### WHAT TO DO
Nothing but the data, repeated exactly, belongs in the answer.

(AVAILABLE DATA begins)

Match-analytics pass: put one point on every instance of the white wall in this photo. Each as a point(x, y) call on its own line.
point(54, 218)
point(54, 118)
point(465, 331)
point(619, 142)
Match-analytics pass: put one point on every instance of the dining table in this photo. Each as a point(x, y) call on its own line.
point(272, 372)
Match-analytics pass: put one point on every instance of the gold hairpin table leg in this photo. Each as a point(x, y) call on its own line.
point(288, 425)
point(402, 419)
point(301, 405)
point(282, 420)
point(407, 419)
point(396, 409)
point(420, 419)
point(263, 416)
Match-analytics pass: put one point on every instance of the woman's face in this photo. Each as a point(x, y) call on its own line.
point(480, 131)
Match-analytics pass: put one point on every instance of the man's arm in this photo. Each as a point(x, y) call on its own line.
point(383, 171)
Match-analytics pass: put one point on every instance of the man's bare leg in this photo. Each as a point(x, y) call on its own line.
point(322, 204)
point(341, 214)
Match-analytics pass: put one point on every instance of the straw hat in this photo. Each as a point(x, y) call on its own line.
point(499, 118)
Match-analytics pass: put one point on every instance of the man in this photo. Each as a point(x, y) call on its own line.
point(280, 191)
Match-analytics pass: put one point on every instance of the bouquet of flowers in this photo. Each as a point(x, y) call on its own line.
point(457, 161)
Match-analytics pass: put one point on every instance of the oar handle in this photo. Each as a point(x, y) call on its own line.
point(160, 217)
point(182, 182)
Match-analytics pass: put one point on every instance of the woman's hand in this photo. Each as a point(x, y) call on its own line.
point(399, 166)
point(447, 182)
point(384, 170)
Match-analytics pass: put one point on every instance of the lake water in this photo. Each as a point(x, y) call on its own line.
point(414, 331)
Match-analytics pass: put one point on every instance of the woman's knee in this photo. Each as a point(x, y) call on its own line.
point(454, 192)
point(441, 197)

(AVAILABLE DATA ends)

### ANSWER TO THE PROBLEM
Match-analytics pass: put one point on every instance of the white wall in this photo. Each as a point(x, y) call on its own line.
point(54, 218)
point(54, 118)
point(465, 331)
point(619, 142)
Match-analytics pass: put one point on every instance of the dining table in this photo. Each as a point(x, y) call on its own line.
point(272, 372)
Match-analytics pass: put one point on every instance of the gold hairpin table leg in this photo. Each as a point(x, y) call on its own line.
point(288, 425)
point(402, 419)
point(301, 405)
point(282, 420)
point(407, 419)
point(396, 409)
point(420, 419)
point(263, 416)
Match-analytics pass: put one point on every instance of the woman's face in this photo. Each as a point(x, y) call on its own line.
point(480, 131)
Match-analytics pass: put one point on every instance of the man's arm in this photo. Each as a point(x, y) call on its own line.
point(383, 171)
Match-analytics pass: put one point on every instance of the man's bare leg in this photo. Each as a point(x, y) call on its own line.
point(322, 204)
point(341, 214)
Match-analytics pass: put one point on every instance of the straw hat in this photo. Each as a point(x, y) call on its own line.
point(499, 118)
Match-analytics pass: put one point on every instance of the man in this photo. Each as a point(x, y) call on its own line.
point(280, 191)
Match-analytics pass: put one point on every instance of the bouquet of flowers in this photo. Each as a point(x, y) call on its own line.
point(457, 161)
Match-analytics pass: put one point on every instance of the oar handle in this photo. Each as a point(x, y) call on its own line.
point(160, 217)
point(182, 182)
Match-analytics pass: put one point on every instance of the woman's hand in this photo. Each as a point(x, y) call on its own line.
point(399, 166)
point(447, 182)
point(384, 170)
Match-analytics pass: put one point on every instance of the lake water in this photo. Each as a point(x, y) call on its own line.
point(414, 331)
Match-analytics pass: put one point on every instance of the woman's knee in this photo. Each as a point(x, y) call on its own line.
point(454, 192)
point(441, 197)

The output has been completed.